▸ **Task brief**
Please recast the lines of the records below as a JSON list of strings, one string per line, leaving out blank lines and the pictures.

____ Records for the task

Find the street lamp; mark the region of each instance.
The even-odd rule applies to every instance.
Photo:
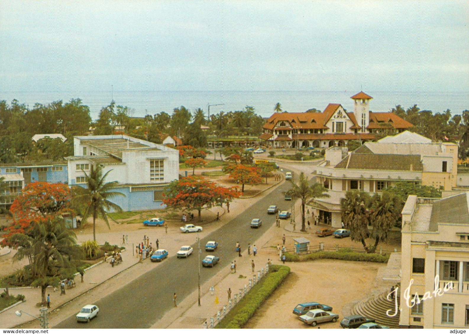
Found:
[[[18,317],[21,317],[23,313],[26,313],[28,315],[30,316],[33,318],[35,318],[36,319],[38,320],[41,322],[41,328],[44,329],[46,329],[49,328],[49,322],[47,321],[47,309],[45,308],[43,308],[41,309],[41,315],[40,318],[38,318],[35,317],[32,314],[30,314],[27,312],[25,312],[23,311],[17,311],[15,312],[15,314],[16,314]]]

________

▸ **Result**
[
  "Find the street lamp; mark the region of each instance.",
  "The even-odd rule applies to every instance.",
  "Photo:",
  "Found:",
  "[[[18,317],[21,317],[23,313],[26,313],[28,315],[30,316],[33,318],[35,318],[36,319],[38,320],[41,322],[41,328],[44,329],[46,329],[49,328],[49,322],[47,321],[47,309],[45,308],[43,308],[41,309],[41,315],[40,318],[38,318],[35,317],[32,314],[30,314],[27,312],[25,312],[23,311],[17,311],[15,312],[15,314],[16,314]]]"
]